What you need to do: Write each line exactly as it stands, from the line containing "Target: tree trunk" through the end of the data.

Records:
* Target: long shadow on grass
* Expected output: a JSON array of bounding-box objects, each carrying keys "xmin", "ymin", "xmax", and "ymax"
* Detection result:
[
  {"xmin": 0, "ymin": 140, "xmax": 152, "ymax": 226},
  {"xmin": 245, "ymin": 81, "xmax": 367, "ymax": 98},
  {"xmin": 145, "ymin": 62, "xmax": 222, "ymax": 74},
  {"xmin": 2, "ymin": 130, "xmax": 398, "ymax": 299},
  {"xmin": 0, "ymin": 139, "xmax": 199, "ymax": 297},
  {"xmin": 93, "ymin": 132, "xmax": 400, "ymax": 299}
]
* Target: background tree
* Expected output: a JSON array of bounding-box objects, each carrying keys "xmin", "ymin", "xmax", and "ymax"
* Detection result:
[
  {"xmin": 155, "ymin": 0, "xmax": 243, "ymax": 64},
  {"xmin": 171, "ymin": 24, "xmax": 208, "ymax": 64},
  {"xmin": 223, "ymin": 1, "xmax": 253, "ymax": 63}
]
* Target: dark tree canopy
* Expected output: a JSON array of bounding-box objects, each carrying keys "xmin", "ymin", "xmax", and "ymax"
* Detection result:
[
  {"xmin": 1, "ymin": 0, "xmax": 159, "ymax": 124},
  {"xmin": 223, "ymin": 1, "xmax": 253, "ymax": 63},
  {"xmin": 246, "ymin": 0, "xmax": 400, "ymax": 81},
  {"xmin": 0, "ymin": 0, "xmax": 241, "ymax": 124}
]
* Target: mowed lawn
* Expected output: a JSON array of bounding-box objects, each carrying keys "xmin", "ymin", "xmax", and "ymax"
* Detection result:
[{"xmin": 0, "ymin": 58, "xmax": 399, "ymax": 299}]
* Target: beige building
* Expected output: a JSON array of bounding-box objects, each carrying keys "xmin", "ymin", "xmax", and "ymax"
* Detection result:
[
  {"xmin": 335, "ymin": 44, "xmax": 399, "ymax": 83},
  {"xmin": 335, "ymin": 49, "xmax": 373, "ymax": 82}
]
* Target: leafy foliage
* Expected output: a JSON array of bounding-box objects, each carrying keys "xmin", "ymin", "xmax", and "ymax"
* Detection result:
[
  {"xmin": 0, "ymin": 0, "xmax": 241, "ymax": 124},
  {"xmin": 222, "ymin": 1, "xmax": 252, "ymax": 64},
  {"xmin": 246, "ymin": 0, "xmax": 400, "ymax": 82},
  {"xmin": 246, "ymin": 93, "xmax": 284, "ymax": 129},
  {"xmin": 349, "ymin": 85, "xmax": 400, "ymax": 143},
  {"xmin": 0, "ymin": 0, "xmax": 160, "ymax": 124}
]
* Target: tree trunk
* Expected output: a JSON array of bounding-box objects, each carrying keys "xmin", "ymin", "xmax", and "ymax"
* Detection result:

Task output:
* Target: tree trunk
* Expected output: a JSON array of bounding-box objects, each carrying keys "xmin", "ymin", "xmax", and "ymax"
* Detection result:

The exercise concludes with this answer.